**Required work**
Update the data from the line with "Question. Place one point on every instance of the man's" to the line with "x=385 y=152", both included, so that "man's hand" becomes "child's hand" and nothing else changes. Give only those lines.

## BEGIN Records

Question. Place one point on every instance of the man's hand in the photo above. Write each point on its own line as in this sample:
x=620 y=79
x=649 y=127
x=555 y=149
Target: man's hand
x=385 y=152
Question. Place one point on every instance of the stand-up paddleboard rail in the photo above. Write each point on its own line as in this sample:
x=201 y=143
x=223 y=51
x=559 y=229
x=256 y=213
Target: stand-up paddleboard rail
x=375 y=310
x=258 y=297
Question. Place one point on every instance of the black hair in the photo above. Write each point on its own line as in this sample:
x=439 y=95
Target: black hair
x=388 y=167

## END Records
## BEGIN Records

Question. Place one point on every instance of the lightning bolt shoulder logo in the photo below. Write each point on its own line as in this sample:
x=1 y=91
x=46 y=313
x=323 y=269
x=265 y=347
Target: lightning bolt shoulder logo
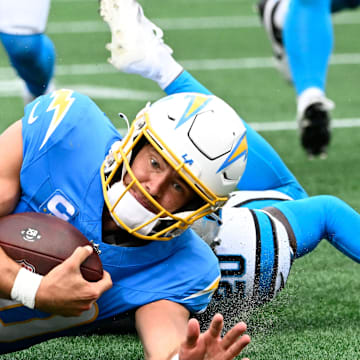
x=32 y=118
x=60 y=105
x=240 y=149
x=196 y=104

## END Records

**Task response**
Question. Place one point on every instance of the child's hand in the photo above. Write each point on its own line as in this sample:
x=620 y=79
x=649 y=127
x=555 y=149
Target: child's hand
x=385 y=152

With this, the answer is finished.